• [Your instructions]: Rewrite every line of the records below as a JSON list of strings, one string per line, leaving out blank lines.

• [Listing]:
- - -
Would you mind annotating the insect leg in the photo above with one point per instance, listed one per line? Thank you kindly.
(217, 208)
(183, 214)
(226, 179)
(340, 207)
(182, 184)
- - -
• [Worked answer]:
[
  "Would you mind annotating the insect leg in the photo above with one point per instance, listed one per line? Thank you kindly.",
  "(217, 208)",
  "(183, 214)",
  "(226, 179)",
  "(340, 207)",
  "(182, 184)"
]